> _QUESTIONS_:
1) D'après le texte sur les finances publiques, combien de milliards d'économies par an le gouvernement devra-t-il dégager pour limiter l'endettement public en 2027 ?
2) Écrivez la suite du texte sur les finances publiques, à partir de sa dernière phrase.

> _EXTRAIT DU TEXTE_:
= = = = =
La Cour demande des comptes au gouvernement

La Cour des comptes vient de publier son rapport sur la situation et les perspectives des finances publiques (juillet 2023) et se montre terriblement claire : tout porte à croire que l’année 2023 qui « aurait dû être la première année d’une trajectoire de redressement » se traduise en fait comme « une année « blanche » ou disons de transition, en matière de redressement des finances publiques », soit une année « perdue » dans la stratégie française de désendettement. Et cette approche est problématique tant la construction budgétaire est « fragile » au regard des fondamentaux sous-jacents de construction de nos trajectoires des finances publiques. En attendant la publication prochaine de la première vague des revues des dépenses pour 2024, la Cour enjoint le Gouvernement a enfin documenté précisément les 12 milliards d’économies/an qu’il faudra nécessairement dégager pour limiter l’endettement public à 108,3% en 2027. Cependant, il aurait été préférable que des pistes concrètes d'économies soient présentes dès aujourd'hui dans le rapport de la Cour des comptes. 

Une trajectoire d’endettement fragile à 108,3% du PIB en 2027

Assez curieusement dans la trajectoire des finances publiques présentée par le gouvernement dans le cadre du Pstab 2023-2027, l’endettement de l’État varierait très peu entre 2022 et 2027, passant de 111,8% du PIB à 108,3% du PIB, soit une amélioration « ténue » de 3,5 pts sur 5 ans. L’endettement resterait dans ces conditions quasiment stable, surtout si l’on origine la démarche en 2023 (à 109,6% du PIB), soit -1,3 pt seulement.
= = = = =
> _DONNÉES SOURCES_:
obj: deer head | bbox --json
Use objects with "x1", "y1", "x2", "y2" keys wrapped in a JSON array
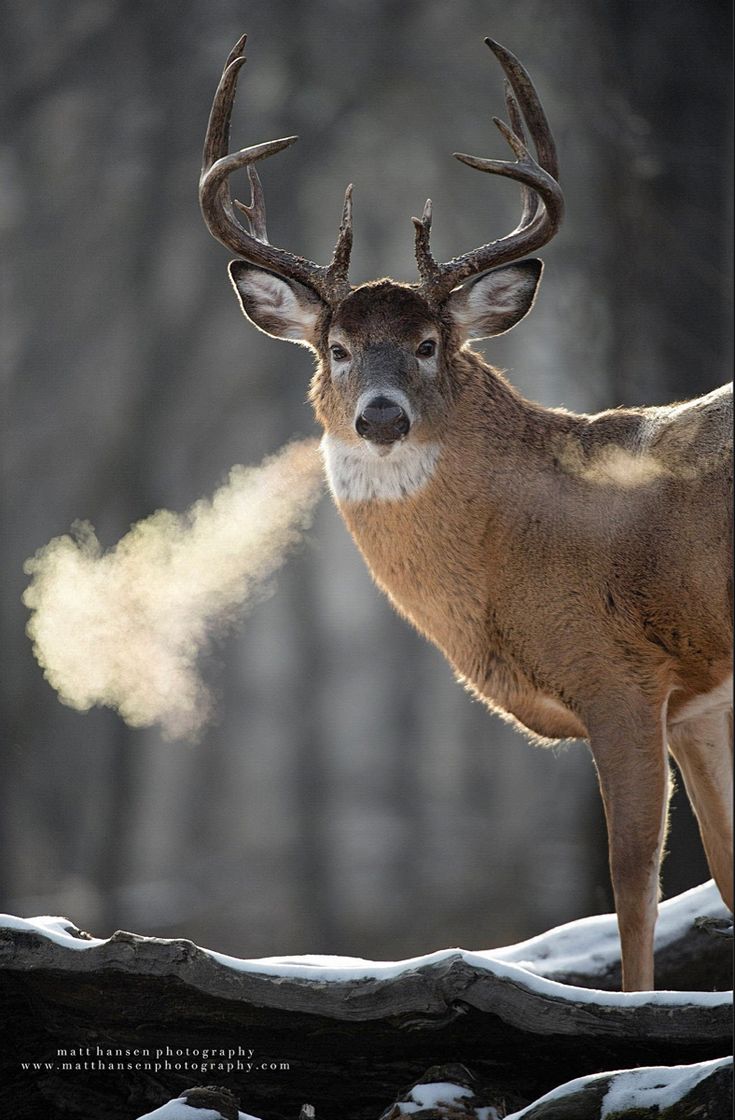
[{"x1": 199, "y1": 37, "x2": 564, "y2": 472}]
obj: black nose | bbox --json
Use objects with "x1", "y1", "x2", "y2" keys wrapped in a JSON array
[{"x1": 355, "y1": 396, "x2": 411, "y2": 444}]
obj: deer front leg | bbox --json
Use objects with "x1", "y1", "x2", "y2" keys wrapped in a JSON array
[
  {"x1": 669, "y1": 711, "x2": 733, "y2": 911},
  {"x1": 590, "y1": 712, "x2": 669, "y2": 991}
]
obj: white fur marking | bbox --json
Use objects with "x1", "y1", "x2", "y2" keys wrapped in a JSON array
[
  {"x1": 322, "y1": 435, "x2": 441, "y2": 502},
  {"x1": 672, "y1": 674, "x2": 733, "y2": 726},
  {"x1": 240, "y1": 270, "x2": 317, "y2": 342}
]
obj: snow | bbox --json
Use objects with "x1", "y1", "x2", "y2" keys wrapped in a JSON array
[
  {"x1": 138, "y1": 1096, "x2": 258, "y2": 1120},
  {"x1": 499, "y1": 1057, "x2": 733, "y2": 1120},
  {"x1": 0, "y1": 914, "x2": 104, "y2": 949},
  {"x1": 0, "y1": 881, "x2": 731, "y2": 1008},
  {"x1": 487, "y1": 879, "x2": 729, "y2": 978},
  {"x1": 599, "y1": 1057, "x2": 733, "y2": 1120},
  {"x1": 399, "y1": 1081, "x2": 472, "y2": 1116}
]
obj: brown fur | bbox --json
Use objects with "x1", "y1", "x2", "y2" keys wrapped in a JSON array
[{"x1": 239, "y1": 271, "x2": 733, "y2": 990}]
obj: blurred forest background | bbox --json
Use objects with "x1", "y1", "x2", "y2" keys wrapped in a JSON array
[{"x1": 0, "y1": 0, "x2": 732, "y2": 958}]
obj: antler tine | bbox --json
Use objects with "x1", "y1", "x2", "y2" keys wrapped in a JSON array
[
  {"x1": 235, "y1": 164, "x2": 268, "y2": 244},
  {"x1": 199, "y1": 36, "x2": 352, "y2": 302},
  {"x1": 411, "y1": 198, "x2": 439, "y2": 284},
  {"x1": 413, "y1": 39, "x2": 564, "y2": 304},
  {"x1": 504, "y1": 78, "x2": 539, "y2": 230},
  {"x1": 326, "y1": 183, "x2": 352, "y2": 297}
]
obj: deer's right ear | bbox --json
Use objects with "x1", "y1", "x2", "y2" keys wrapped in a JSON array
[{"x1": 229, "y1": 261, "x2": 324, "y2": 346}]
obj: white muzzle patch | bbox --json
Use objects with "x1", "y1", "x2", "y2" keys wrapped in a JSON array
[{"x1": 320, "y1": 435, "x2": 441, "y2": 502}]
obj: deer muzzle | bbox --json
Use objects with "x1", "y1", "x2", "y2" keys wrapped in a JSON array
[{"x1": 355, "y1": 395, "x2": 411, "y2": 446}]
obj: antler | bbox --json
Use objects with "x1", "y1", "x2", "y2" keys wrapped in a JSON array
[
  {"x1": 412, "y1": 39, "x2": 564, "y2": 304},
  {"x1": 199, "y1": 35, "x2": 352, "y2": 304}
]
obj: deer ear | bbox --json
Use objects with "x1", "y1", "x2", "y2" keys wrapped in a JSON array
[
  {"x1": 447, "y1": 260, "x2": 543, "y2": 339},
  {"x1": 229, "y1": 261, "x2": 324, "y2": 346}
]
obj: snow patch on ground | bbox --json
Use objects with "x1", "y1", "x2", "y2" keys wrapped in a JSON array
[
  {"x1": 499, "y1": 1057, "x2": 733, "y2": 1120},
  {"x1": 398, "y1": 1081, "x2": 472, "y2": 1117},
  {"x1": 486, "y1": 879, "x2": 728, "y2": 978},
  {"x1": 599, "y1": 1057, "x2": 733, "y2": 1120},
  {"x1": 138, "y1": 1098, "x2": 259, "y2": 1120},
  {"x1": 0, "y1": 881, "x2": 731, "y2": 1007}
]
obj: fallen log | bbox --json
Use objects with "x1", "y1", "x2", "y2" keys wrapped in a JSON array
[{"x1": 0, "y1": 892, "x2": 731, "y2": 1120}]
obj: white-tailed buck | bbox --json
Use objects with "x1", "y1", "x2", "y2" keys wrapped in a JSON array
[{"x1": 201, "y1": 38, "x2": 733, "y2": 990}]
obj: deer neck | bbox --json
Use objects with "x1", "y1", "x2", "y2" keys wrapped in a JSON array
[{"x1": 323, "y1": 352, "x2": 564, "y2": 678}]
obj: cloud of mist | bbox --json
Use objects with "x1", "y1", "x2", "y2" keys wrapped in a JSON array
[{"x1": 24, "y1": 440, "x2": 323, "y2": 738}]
= = = = =
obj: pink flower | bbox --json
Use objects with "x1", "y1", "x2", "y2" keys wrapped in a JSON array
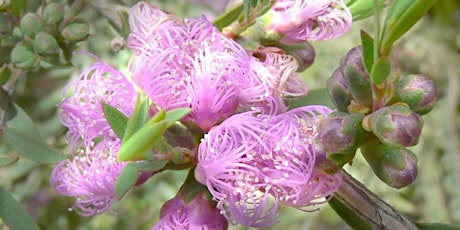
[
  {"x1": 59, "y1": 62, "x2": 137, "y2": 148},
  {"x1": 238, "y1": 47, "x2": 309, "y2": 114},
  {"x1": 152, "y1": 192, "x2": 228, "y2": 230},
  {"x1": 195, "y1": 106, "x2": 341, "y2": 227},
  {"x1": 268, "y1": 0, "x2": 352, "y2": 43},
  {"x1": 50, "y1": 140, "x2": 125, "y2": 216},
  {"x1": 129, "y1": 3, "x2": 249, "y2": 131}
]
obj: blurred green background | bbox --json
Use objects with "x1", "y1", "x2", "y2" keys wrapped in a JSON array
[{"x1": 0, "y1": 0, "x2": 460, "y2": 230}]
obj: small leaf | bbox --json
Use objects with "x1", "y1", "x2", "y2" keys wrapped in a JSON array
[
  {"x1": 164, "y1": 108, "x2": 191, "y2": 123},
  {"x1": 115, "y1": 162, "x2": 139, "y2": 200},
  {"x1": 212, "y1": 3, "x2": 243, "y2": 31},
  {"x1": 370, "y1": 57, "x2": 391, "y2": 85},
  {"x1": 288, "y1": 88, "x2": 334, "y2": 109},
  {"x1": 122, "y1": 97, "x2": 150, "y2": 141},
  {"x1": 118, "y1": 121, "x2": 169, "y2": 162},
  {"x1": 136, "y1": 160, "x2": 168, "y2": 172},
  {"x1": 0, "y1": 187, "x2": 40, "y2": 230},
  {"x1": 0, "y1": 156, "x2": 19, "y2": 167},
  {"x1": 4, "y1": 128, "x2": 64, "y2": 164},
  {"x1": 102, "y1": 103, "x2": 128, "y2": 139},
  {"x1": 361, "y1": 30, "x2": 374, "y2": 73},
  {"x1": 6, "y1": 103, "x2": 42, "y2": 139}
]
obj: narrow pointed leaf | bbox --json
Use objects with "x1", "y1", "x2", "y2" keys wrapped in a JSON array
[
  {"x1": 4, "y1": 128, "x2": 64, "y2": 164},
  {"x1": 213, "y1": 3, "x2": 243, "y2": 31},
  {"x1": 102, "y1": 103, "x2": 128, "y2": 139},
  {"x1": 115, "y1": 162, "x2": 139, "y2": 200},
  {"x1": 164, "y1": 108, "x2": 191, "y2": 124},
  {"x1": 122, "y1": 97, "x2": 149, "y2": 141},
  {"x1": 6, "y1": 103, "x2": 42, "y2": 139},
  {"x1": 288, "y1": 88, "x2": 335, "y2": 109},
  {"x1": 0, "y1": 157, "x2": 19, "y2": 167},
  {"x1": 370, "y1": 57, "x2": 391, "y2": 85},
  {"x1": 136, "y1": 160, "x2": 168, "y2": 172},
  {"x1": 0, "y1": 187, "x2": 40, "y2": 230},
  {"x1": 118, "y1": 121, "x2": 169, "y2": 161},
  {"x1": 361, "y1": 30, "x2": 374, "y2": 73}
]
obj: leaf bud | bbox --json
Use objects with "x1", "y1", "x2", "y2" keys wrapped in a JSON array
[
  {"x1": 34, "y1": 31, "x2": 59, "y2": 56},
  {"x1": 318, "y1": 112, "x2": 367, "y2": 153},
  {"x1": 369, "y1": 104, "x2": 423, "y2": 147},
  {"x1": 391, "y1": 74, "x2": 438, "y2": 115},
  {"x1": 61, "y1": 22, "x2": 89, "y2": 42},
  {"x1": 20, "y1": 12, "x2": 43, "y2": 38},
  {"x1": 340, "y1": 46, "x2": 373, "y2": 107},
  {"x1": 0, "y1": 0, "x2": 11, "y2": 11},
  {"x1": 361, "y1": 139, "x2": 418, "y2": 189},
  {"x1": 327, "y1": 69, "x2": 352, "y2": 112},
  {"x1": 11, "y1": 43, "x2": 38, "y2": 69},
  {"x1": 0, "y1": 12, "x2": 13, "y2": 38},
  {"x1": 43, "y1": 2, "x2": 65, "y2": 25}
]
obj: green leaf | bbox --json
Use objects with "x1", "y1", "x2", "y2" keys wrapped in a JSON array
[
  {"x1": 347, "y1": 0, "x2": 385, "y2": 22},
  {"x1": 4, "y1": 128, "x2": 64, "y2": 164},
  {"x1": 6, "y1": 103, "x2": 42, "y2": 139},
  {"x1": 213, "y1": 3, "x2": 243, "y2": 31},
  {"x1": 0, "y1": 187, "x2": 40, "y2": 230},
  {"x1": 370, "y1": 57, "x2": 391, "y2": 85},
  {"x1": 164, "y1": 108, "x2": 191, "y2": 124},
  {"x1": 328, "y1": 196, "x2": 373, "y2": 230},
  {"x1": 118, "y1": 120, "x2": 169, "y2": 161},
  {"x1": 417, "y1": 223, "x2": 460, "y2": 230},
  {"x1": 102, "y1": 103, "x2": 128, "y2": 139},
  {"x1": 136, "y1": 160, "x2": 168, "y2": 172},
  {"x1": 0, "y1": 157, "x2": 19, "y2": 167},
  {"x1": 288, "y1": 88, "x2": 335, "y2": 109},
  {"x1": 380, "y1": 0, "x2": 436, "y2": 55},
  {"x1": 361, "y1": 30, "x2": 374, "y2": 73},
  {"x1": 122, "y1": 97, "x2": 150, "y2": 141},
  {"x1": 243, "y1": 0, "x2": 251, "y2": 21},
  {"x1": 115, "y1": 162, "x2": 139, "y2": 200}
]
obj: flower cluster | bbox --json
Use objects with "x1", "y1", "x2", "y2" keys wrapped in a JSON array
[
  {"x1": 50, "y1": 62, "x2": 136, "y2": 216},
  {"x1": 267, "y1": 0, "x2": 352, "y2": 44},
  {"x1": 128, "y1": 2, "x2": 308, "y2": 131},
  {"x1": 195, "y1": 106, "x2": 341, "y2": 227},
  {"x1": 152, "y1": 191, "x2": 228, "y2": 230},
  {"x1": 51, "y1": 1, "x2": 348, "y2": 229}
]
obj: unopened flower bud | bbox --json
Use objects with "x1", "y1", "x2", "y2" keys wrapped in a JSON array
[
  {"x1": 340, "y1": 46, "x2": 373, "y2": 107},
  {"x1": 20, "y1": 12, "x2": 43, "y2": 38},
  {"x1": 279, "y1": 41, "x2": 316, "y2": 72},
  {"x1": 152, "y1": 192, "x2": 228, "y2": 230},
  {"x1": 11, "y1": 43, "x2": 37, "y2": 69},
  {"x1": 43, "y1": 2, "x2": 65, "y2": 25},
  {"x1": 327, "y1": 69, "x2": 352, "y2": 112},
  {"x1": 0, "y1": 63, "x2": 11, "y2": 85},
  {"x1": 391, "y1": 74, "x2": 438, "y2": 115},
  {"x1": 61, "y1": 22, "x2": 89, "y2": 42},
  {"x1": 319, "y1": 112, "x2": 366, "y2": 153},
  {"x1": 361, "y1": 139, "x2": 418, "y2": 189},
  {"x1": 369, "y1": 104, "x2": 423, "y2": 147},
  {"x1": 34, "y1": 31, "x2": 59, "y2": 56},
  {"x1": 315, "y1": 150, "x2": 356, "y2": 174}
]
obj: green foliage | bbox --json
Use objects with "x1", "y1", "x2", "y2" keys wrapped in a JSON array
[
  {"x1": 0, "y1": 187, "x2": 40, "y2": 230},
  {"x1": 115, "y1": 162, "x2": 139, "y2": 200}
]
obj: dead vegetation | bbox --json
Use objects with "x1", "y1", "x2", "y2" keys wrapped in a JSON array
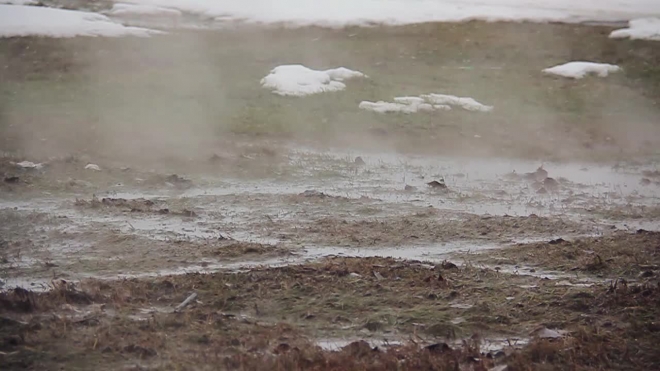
= = = = =
> _RÉPONSES RÉDIGÉES_:
1) 12 milliards d'économies par an.

2)
La Cour des comptes a réalisé un certain nombre de modélisations permettant de modifier certaines variables en croissance (potentielle ou réelle) et en dépenses publiques pour vérifier si l’atteinte d’un objectif de 108,3% d’endettement public en 2027 était atteignable. Les résultats sont les suivants :

La Cour teste tout d’abord une hypothèse où la croissance retenue pour construire la trajectoire pluriannuelle serait celle du consensus forecast (consensus des conjoncturistes), soit 0,6% en 2023, puis 0,9% en 2024 avec une moyenne de 1,4% entre 2024 et 2027. Dans cette hypothèse, la dette atteindrait 113,2% du PIB en 2027.

Si en revanche la croissance potentielle n’atteignait pas 1,35% sur la période 2023-2027 en moyenne annuelle mais à 1%, une baisse que la Cour documente par une destruction d’un certain nombre de facteurs de production pendant la crise Covid et que les plans d’urgence et de relance ne parviendraient pas à restaurer[1], en dépit de la mise en place d’une réforme des retraites (partiellement édulcorée par de coûteuses mesures d’accompagnement). La dette atteindrait 112,8% du PIB en 2027.

Si l’on retient maintenant un écart de production nul en 2022 tout en conservant cette fois le niveau de croissance potentielle du programme de stabilité, « la dette en 2027 atteindrait 110,9 points de PIB » en 2027. Cette hypothèse est intéressante, car elle suppose implicitement que le déficit conjoncturel serait en définitif nul en 2022 et que le déficit structurel serait aligné sur le déficit effectif soit -4,7% du PIB. Un différentiel qui pourrait reposer sur un artifice de présentation entre les mesures en prélèvements obligatoires considérées comme ponctuelles et temporaires (et retirées du déficit structurel) ou comme des mesures pérennes.

Si l’on combine maintenant les deux dernières hypothèses, croissance potentielle à 1% et écart de production nul en 2022, la dette dérape à 114,7% du PIB soit un niveau comparable à celui obtenu par une croissance des dépenses primaires, c’est-à-dire hors charge d’endettement et en volume de 1,2%/an (soit le rythme de progression des dépenses entre 2010 et 2022, hors mesures de soutien et de relance), soit 114,3% du PIB.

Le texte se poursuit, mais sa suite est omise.